_What you should do:_
Reproduce every one of the following lines verbatim.

[Records of labeled points]

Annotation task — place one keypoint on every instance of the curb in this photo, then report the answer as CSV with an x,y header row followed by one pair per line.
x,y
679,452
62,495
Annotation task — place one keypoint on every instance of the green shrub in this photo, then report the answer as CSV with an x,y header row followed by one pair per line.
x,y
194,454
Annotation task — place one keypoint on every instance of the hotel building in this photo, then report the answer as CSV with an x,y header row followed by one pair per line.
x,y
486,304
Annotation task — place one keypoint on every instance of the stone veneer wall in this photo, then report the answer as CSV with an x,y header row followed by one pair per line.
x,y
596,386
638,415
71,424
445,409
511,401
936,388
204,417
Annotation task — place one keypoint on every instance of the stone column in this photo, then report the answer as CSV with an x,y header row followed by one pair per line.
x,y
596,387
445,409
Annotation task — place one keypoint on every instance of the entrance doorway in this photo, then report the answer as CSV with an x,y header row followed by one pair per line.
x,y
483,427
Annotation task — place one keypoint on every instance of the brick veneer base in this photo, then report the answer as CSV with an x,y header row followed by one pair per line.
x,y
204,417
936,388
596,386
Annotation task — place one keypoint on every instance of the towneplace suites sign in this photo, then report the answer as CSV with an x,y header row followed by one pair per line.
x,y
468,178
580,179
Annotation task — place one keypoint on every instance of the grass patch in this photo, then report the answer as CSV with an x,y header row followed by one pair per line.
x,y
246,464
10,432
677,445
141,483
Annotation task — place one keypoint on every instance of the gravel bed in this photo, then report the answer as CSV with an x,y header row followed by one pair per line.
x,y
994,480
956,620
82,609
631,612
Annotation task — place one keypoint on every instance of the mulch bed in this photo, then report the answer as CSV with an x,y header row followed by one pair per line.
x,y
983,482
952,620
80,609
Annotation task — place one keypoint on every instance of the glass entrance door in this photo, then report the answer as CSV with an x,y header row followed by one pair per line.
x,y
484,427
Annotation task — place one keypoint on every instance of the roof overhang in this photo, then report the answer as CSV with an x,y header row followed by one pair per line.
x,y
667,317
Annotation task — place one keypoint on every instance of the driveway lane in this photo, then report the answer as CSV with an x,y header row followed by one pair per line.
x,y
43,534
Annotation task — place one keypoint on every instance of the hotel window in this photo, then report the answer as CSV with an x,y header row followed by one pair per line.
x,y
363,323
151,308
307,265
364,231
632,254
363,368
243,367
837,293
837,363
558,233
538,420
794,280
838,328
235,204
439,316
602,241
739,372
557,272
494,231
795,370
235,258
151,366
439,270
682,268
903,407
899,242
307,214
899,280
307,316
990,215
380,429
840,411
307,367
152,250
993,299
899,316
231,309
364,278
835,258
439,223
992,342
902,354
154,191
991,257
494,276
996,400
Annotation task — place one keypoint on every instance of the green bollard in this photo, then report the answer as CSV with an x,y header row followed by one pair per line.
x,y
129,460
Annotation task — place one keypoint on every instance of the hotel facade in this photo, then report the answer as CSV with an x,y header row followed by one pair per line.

_Complete response:_
Annotation task — place one keypoint on every instance of the curb in this photo, then report the answer as CSV with an x,y header row followed by one pair per line.
x,y
679,452
62,495
Annotation task — place one keypoint on every instance of the green shrub in this photo, then report the answer as CSV with an x,y header row followed by one pair per line.
x,y
194,454
Annotation task — place one keypoint on every instance of the hotel building in this photo, then report the answer as CSV with an x,y header row followed by one pair per line.
x,y
486,304
Annotation task — place one keypoint on every instance of the stone veneer wall in this photo, then report the answer as CSV with an x,y header row followed by one pair per line.
x,y
596,386
638,415
71,424
445,409
511,401
936,388
204,417
Annotation task — place one keypoint on every instance of the stone column in this photo, then report the answer as CSV with an x,y header row followed by one pair per line.
x,y
596,387
445,409
Annotation task — place one keypoint on every instance of the entrance doorway in this photo, then report the answer as CSV with an x,y header row followed by one pair per line.
x,y
483,427
Annotation task — place one keypoint on every instance of the brick veneer base in this photo, then report the answer as CSV with an x,y header row followed by one pair per line.
x,y
204,417
936,388
596,386
Annotation task — place one keypoint on every instance of the towneplace suites sign in this photo, then report the answer as CSV with an x,y header row followed by one pair per line.
x,y
468,178
580,179
Annotation task — place one keypoint on every instance of the grass patch in this photo, then report the answer as CSV with an x,y header row followed by one pair per line.
x,y
246,464
10,432
677,445
141,483
Annotation task — place one keypoint on every instance of the gravel bed in this photo, then report the answer as CSV with an x,y header row followed by one pair per line.
x,y
994,480
956,620
82,609
631,612
Annotation task — place one keypoint on every instance of the mulch bed in this photo, then report the answer as CSV with an x,y header row followed by one pair per line.
x,y
983,482
952,620
80,609
Annotation task — place one keypoint on every instance of the glass entrance door in this photo, then report the answer as CSV with an x,y header row followed by one pair per line.
x,y
484,427
Annotation task — place one keypoint on every instance of the roof overhang in this photo, then report the answer as CSV with an x,y header row followed by one pair per line.
x,y
667,317
Annotation task — place one keypoint on every instance of the driveway lane in this photo, then report the answer as CSV with an x,y header row followed by one pair per line.
x,y
43,534
Annotation task — place one keypoint on every instance of the hotel window in this photo, then report the answer as CSV with an x,y header row followed by one pair per line.
x,y
363,323
151,308
307,265
364,231
632,254
363,368
243,367
837,293
837,363
558,233
538,420
794,280
838,328
235,204
439,316
602,241
739,372
557,272
494,231
795,370
235,258
151,366
439,270
682,268
903,407
899,242
307,214
899,280
307,316
990,215
380,429
840,411
307,367
152,250
993,299
899,316
231,309
364,278
835,258
439,223
992,342
902,354
154,191
991,257
494,276
996,400
Annotation task — place one keypoint on every instance of the green bollard in this photo, then report the answer as CSV with an x,y header row followed by one pair per line.
x,y
129,460
Annotation task — place one keypoint on every instance of the hotel facade in this photo, then report the answer as CSV with an x,y header row followed by one pair per line.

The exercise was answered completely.